WHAT THIS EXERCISE ASKS:
- a) Return the stretch of the election simulation passage from "The final rounds" through "election since 1992.", copied word for word.
- b) In the election simulation passage, what margin defines a "lean" state?

BEGIN PASSAGE

After allocating solid states, the simulation gives Vance an early lead, then expands it through “likely” states, defined in the video as margins between five and 15 points. In that category, Grok’s map places Iowa, North Carolina, Florida, Texas, Arizona, Alaska and Maine’s second district on the Republican side. Harris is shown holding “likely” wins in places such as Oregon, Colorado, New Mexico, Illinois, New York, Virginia, Rhode Island and Maine statewide.
The final rounds of the exercise focus on the battlegrounds, where the map is most sensitive to small shifts. In the “lean” category, described as margins between one and five points, the simulation places Nevada and Georgia as leaning Republican, and groups Wisconsin, Michigan and Pennsylvania together as states moving in the same direction. The host notes their tendency to travel as a bloc in modern elections, saying the video emphasises that the three have backed the same candidate in every election since 1992.

END PASSAGE
BEGIN AVAILABLE DATA

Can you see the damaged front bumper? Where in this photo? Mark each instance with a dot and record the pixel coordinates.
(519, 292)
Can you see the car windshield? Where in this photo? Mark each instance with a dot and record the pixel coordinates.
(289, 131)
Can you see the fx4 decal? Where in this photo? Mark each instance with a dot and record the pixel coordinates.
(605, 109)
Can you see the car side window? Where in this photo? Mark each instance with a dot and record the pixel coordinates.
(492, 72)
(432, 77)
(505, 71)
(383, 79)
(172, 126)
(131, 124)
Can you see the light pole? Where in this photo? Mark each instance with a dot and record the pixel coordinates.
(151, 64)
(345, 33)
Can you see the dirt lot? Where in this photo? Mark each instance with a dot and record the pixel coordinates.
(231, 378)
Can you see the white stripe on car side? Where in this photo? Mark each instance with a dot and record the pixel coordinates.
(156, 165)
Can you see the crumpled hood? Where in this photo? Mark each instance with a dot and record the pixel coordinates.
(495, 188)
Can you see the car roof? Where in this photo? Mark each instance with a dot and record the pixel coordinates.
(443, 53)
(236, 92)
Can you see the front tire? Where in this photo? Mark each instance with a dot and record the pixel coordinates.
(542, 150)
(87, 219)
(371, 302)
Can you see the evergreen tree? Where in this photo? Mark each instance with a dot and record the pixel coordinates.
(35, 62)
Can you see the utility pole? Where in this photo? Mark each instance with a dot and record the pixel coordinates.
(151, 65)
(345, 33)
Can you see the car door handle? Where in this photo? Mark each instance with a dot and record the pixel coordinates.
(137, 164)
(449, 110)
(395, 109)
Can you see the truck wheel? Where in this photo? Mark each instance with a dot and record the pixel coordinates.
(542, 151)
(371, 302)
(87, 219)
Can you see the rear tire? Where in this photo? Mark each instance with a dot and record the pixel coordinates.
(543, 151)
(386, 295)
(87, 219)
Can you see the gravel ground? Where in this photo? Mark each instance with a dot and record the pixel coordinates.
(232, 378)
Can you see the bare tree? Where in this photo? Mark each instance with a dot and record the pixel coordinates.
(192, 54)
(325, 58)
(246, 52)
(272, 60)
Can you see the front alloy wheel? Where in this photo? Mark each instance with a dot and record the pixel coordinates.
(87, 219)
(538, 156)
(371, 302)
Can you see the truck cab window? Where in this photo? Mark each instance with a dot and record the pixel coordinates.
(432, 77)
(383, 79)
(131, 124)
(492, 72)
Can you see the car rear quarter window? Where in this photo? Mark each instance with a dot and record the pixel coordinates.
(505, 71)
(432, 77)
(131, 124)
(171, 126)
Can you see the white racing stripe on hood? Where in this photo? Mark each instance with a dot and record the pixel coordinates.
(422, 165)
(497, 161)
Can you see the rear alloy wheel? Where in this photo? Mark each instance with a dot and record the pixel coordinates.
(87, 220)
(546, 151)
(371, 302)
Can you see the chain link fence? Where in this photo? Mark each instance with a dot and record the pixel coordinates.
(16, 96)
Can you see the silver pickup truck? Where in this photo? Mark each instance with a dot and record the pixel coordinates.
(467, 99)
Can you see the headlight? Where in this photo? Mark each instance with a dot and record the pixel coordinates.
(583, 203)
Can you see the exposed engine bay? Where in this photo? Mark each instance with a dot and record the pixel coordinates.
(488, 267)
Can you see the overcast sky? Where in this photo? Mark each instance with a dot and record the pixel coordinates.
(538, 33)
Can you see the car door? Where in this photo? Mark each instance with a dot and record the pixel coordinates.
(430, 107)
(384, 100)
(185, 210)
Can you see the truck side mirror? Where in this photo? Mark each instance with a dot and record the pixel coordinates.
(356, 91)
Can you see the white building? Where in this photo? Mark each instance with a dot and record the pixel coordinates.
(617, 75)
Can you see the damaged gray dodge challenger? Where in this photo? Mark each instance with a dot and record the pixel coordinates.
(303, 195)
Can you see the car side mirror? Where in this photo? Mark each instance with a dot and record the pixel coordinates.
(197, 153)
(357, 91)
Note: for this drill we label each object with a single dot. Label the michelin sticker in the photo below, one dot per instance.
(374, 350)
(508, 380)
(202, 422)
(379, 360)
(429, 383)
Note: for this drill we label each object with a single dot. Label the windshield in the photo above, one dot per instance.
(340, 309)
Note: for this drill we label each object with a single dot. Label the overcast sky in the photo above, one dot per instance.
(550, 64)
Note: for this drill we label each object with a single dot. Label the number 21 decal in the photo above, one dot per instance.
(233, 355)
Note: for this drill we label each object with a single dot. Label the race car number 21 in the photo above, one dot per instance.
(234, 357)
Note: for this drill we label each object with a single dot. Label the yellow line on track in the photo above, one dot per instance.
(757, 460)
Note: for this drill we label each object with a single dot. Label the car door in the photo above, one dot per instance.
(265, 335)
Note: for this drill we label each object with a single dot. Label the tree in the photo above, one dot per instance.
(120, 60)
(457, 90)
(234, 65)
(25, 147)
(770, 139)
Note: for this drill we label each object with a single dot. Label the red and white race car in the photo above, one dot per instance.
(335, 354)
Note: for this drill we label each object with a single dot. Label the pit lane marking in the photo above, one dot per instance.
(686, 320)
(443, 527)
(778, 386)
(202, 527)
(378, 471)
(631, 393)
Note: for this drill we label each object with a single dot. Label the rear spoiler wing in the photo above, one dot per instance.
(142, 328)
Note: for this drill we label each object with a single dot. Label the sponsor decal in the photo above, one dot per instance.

END AVAILABLE DATA

ANSWERS BY ITEM:
- a)
The final rounds of the exercise focus on the battlegrounds, where the map is most sensitive to small shifts. In the “lean” category, described as margins between one and five points, the simulation places Nevada and Georgia as leaning Republican, and groups Wisconsin, Michigan and Pennsylvania together as states moving in the same direction. The host notes their tendency to travel as a bloc in modern elections, saying the video emphasises that the three have backed the same candidate in every election since 1992.

- b) A margin between one and five points.